§ Task statement
Please turn the data into a JSON list of strings, one string per line and no blank lines. Start at the line that contains "task: segment the white sleeve" and stop after the line that contains "MULTIPOLYGON (((235 107, 244", including both of those lines.

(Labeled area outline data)
⟨
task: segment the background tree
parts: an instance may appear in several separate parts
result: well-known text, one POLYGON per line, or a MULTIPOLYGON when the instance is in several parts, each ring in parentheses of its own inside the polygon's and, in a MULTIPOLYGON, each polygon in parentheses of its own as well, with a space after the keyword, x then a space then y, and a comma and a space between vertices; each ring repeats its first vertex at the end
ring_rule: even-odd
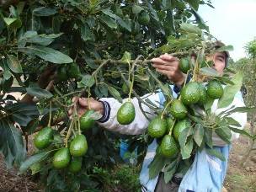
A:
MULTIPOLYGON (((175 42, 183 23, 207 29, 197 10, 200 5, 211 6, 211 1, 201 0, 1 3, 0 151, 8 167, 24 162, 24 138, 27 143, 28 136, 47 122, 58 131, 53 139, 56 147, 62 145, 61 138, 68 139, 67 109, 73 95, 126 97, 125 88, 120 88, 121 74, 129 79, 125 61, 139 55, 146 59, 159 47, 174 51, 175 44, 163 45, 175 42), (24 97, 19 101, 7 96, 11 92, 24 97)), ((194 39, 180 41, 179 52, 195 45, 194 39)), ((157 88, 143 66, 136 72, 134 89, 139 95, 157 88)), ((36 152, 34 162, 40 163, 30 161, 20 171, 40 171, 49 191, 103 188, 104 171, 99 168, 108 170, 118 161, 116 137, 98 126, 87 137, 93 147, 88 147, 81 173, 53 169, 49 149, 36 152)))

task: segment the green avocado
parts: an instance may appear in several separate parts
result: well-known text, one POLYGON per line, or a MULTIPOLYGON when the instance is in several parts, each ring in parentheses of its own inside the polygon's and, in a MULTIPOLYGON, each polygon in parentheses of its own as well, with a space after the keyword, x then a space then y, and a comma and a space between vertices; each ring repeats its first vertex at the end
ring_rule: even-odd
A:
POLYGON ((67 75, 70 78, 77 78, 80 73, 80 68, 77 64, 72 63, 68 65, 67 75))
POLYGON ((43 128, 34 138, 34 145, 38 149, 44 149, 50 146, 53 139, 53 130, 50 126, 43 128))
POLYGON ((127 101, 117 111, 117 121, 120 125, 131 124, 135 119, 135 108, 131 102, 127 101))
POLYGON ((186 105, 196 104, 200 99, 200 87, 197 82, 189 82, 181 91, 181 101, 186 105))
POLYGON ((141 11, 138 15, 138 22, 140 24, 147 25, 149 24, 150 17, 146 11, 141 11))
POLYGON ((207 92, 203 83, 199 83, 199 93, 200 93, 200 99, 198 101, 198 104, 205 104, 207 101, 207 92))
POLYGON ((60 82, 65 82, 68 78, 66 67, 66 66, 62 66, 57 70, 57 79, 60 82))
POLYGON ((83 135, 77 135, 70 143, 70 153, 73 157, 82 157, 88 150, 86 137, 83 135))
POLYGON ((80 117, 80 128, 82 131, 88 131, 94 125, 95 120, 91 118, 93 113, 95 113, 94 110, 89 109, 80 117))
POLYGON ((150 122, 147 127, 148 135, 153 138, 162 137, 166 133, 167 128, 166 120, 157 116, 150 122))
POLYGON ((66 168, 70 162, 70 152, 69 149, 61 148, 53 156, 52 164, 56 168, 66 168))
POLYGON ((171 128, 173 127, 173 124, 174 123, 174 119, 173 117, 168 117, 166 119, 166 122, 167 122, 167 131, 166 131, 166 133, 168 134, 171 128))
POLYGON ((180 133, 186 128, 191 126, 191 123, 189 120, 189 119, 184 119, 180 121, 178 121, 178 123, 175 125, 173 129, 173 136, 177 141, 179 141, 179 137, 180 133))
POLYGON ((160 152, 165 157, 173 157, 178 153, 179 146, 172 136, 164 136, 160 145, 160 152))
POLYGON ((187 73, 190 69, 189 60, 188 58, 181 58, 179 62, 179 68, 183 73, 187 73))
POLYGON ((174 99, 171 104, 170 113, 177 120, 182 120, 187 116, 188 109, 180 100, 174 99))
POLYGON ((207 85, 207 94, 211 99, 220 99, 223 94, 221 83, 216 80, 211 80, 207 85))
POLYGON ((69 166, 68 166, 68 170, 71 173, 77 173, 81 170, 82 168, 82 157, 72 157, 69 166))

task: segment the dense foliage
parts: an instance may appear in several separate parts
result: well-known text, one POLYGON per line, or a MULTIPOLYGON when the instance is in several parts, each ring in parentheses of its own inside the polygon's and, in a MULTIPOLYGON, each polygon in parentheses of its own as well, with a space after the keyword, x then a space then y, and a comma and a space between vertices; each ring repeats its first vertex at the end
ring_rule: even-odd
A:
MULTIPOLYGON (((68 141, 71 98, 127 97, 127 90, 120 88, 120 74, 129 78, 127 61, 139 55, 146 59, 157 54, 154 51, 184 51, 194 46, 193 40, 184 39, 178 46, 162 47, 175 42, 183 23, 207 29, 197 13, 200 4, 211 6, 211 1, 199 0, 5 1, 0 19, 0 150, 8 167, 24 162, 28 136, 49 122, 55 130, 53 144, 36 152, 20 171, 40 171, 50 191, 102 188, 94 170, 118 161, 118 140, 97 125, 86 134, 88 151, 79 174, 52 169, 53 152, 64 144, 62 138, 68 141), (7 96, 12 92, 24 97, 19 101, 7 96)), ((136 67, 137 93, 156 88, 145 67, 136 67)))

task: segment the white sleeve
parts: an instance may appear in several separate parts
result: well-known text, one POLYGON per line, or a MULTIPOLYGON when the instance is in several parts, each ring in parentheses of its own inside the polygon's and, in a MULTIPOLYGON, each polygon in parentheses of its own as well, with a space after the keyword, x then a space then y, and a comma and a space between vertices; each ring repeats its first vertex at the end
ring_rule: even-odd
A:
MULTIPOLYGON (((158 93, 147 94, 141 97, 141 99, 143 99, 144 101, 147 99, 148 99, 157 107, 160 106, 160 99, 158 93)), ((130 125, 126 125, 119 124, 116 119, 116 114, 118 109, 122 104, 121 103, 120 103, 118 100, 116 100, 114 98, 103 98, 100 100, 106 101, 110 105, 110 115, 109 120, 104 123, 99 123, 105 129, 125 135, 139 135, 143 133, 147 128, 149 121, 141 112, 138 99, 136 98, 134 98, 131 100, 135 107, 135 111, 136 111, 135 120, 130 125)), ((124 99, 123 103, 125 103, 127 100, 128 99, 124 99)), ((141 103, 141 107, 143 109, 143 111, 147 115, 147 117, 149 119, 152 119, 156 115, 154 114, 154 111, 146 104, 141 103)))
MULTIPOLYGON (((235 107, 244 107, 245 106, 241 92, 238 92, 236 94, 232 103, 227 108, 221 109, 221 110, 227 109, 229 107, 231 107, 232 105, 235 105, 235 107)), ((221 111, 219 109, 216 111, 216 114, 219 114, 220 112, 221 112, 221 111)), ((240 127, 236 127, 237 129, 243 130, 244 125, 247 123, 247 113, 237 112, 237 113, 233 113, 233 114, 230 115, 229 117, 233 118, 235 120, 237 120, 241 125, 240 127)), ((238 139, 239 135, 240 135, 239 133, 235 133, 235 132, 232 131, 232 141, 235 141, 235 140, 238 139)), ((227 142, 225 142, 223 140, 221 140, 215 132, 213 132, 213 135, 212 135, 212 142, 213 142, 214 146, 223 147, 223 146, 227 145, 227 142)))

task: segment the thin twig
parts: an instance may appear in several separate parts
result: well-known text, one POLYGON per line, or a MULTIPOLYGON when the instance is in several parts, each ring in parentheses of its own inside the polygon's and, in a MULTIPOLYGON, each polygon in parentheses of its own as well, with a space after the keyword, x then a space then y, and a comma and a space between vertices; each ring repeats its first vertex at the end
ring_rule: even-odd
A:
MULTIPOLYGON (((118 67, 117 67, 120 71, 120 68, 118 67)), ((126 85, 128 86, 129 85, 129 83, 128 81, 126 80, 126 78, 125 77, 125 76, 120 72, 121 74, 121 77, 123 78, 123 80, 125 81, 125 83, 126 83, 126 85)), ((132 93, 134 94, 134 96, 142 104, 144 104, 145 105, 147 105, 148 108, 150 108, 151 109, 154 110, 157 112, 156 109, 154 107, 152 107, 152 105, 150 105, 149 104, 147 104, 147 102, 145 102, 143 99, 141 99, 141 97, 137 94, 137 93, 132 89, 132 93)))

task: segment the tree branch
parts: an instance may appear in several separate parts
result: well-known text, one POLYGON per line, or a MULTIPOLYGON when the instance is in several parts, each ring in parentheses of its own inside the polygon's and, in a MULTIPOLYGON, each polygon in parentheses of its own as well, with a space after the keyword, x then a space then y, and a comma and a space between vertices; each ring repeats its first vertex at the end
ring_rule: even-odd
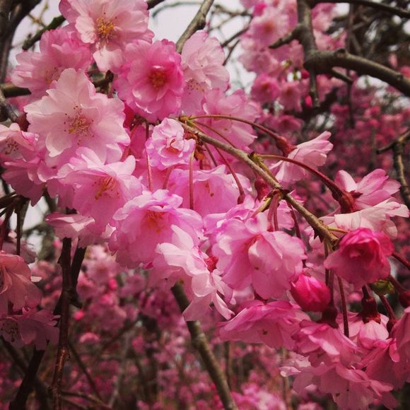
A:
⟩
§ The solution
[
  "task: segment the white sleeve",
  "parts: an instance may appear in several separate parts",
  "result: well-known text, one POLYGON per line, or a MULTIPOLYGON when the instance is in several parts, each ring in parentheses of its own inside the polygon's and, in a MULTIPOLYGON, each polygon in parentheses of its own as well, with a space after the keyword, x then a space then y, and a comma and a space between vertices; each ring repeats its first vertex at the end",
  "ring_rule: even-odd",
  "A:",
  "MULTIPOLYGON (((158 93, 147 94, 141 97, 141 99, 143 99, 144 101, 147 99, 148 99, 157 107, 160 106, 160 99, 158 93)), ((130 125, 126 125, 119 124, 116 119, 116 114, 118 109, 122 104, 121 103, 120 103, 118 100, 116 100, 114 98, 103 98, 100 100, 106 101, 110 105, 110 115, 109 120, 104 123, 99 123, 105 129, 125 135, 139 135, 143 133, 147 128, 149 121, 141 112, 138 99, 136 98, 134 98, 131 100, 135 107, 135 111, 136 111, 135 120, 130 125)), ((124 99, 123 103, 125 103, 127 100, 128 99, 124 99)), ((141 103, 141 107, 143 109, 143 111, 147 115, 147 117, 149 119, 152 119, 156 115, 154 114, 154 111, 146 104, 141 103)))",
  "MULTIPOLYGON (((235 107, 244 107, 245 106, 241 92, 238 92, 236 94, 232 103, 227 108, 221 109, 221 110, 227 109, 229 107, 231 107, 232 105, 235 105, 235 107)), ((221 111, 219 109, 216 111, 216 114, 219 114, 220 112, 221 112, 221 111)), ((240 127, 236 127, 237 129, 243 130, 244 125, 247 123, 247 113, 237 112, 237 113, 233 113, 233 114, 230 115, 229 117, 233 118, 235 120, 237 120, 241 125, 240 127)), ((238 139, 239 135, 240 135, 239 133, 235 133, 235 132, 232 131, 232 141, 235 141, 235 140, 238 139)), ((227 142, 225 142, 223 140, 221 140, 215 132, 213 132, 213 135, 212 135, 212 142, 213 142, 214 146, 223 147, 223 146, 227 145, 227 142)))"
]